作業指示 -
1/ 本文によると、飛鳥石上遺跡の石人像は、一般にどこに置かれていたものと推定されていますか。
2/ 本文の「一般に、石神遺跡(迎賓館)の庭に置かれていたものと推定されているようです。」から「バルバル、『古代サマルカンドの壁画』(L・I・アリバウム著)」までを、両端の語句も含めて一字も変えずに書き写してください。

本文 -
______________________________

今回は、石人について思うことを書いてみます。

蘇我オホド王(継体大王)の像

『上宮太子と法隆寺』(斎木雲州著)では、見出し図中央の継体大王像(福井県)を載せ、蘇我オホド王という言い方をしています。
この像を見るたびに、頭に浮かんでくるのが、新羅の元聖王陵にある武人石像(見出し図左)と文人石像(見出し図右)です。
似てますよね。頭部と体のバランスといい、顔や指の描き方といい、そっくりだと思うのです。
高麗美術館研究室長の金巴望氏は「胸に手を付けた武人は忠誠を誓う姿態である。卦陵武人は長い巻き毛をヘアバンドで止めている。その風貌は西域でも中国最西部に近い西パキスタンのラホール辺りの民俗を思わせるものである。」と記しています。
現パキスタンのラホール辺りで5世紀と言えば、エフタルが活動した地域です。

飛鳥石上遺跡の石人像

『上宮太子と法隆寺』(斎木雲州著)に、飛鳥石上遺跡の石人像が掲載されています。

石人像(石上遺跡)

一般に、石神遺跡(迎賓館)の庭に置かれていたものと推定されているようです。
石人像は、鼻の高いソグド人風の顔をしており、盃をすする男性の右腕に女性が抱きついている像となっています。
『古代サマルカンドの壁画』(L・I・アリバウム著)では、バラルィク・テペ(サマルカンド南方)壁画の花嫁と花婿の図の解釈として、以下のように述べています。

中央アジア(とりわけフェルガナ)では最近まで、新婚夫婦に、彼らの人生が甘くて幸せであるように、1つの盃から甘い水を飲ませる習慣があった。

『古代サマルカンドの壁画』(L・I・アリバウム著)

おそらく、この習慣をバルバル(石人像)として、描いたものと思われます。

バルバル、『古代サマルカンドの壁画』(L・I・アリバウム著)

バルバルとは、『古代サマルカンドの壁画』では、次のように説明されています。

______________________________

提供データ -

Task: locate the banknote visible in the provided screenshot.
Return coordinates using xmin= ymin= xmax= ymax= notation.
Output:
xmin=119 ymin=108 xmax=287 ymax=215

______________________________

各作業の解答 -
1/ 石神遺跡(迎賓館)の庭です。

2/
一般に、石神遺跡(迎賓館)の庭に置かれていたものと推定されているようです。
石人像は、鼻の高いソグド人風の顔をしており、盃をすする男性の右腕に女性が抱きついている像となっています。
『古代サマルカンドの壁画』(L・I・アリバウム著)では、バラルィク・テペ(サマルカンド南方)壁画の花嫁と花婿の図の解釈として、以下のように述べています。

中央アジア(とりわけフェルガナ)では最近まで、新婚夫婦に、彼らの人生が甘くて幸せであるように、1つの盃から甘い水を飲ませる習慣があった。

『古代サマルカンドの壁画』(L・I・アリバウム著)

おそらく、この習慣をバルバル(石人像)として、描いたものと思われます。

バルバル、『古代サマルカンドの壁画』(L・I・アリバウム著)